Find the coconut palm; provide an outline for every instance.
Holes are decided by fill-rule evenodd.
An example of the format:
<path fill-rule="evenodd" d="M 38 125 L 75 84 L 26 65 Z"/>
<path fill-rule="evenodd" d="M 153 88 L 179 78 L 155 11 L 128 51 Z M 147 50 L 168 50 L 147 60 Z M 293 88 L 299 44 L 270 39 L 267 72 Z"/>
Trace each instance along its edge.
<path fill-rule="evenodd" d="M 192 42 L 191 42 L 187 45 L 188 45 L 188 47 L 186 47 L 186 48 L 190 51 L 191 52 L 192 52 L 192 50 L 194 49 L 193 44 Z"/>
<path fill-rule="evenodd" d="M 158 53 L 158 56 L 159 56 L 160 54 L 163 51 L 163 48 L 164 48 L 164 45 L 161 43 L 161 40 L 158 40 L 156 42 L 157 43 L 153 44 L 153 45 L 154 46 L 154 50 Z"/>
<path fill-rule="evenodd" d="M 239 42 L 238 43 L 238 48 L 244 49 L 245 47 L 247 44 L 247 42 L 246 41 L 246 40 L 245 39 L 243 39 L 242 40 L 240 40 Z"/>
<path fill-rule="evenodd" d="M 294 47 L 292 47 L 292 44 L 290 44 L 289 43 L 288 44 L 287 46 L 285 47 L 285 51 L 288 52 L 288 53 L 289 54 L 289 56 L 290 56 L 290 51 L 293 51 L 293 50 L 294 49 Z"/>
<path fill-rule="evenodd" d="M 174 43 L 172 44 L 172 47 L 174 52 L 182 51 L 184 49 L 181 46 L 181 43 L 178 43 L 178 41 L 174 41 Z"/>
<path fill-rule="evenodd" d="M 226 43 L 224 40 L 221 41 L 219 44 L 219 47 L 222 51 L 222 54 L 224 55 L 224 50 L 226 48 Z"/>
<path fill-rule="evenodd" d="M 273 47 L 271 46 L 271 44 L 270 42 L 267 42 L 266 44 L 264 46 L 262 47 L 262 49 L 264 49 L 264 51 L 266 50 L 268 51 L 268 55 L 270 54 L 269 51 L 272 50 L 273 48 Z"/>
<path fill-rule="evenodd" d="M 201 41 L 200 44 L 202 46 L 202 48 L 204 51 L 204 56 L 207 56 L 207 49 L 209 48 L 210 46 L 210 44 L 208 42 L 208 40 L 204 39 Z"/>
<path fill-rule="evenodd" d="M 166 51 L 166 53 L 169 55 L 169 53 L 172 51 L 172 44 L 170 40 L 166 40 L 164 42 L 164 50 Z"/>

------------------------------------------------------------------------

## What is needed
Could you repeat the listing above with "coconut palm" swapped for "palm tree" and every other line left unchanged?

## Final answer
Find the palm tree; provide an outline for every instance.
Holes are decided by fill-rule evenodd.
An example of the format:
<path fill-rule="evenodd" d="M 38 125 L 75 84 L 26 65 Z"/>
<path fill-rule="evenodd" d="M 153 88 L 179 78 L 155 11 L 128 51 Z M 147 50 L 168 50 L 147 60 Z M 293 88 L 299 44 L 270 39 L 267 72 Z"/>
Trace each instance along its edge.
<path fill-rule="evenodd" d="M 192 42 L 191 42 L 187 45 L 188 45 L 188 47 L 186 47 L 186 48 L 190 51 L 191 52 L 192 52 L 192 50 L 194 49 L 193 44 Z"/>
<path fill-rule="evenodd" d="M 158 53 L 158 56 L 159 56 L 160 54 L 163 51 L 163 48 L 164 48 L 164 45 L 161 43 L 161 40 L 158 40 L 156 42 L 157 43 L 153 44 L 153 45 L 154 46 L 154 50 Z"/>
<path fill-rule="evenodd" d="M 239 42 L 238 43 L 238 48 L 244 49 L 245 47 L 247 44 L 247 42 L 246 41 L 246 40 L 245 39 L 243 39 L 242 40 L 240 40 Z"/>
<path fill-rule="evenodd" d="M 294 47 L 292 47 L 292 44 L 290 44 L 289 43 L 288 44 L 287 46 L 285 47 L 285 51 L 288 52 L 288 53 L 289 54 L 289 56 L 290 56 L 290 51 L 293 51 L 293 50 L 294 49 Z"/>
<path fill-rule="evenodd" d="M 174 43 L 172 44 L 172 47 L 174 52 L 182 51 L 184 49 L 181 46 L 181 43 L 178 43 L 178 41 L 174 41 Z"/>
<path fill-rule="evenodd" d="M 226 43 L 224 40 L 221 41 L 219 44 L 219 47 L 222 51 L 222 54 L 224 55 L 224 50 L 226 48 Z"/>
<path fill-rule="evenodd" d="M 273 47 L 271 46 L 271 44 L 270 42 L 267 42 L 266 44 L 264 46 L 262 47 L 262 49 L 264 49 L 264 51 L 266 50 L 268 51 L 268 55 L 270 54 L 269 51 L 272 50 L 273 48 Z"/>
<path fill-rule="evenodd" d="M 201 41 L 200 44 L 202 46 L 202 48 L 204 51 L 204 56 L 207 56 L 207 49 L 209 48 L 210 46 L 210 44 L 208 42 L 208 40 L 204 39 Z"/>
<path fill-rule="evenodd" d="M 166 51 L 166 53 L 169 55 L 169 53 L 172 51 L 172 44 L 170 40 L 166 40 L 164 42 L 164 50 Z"/>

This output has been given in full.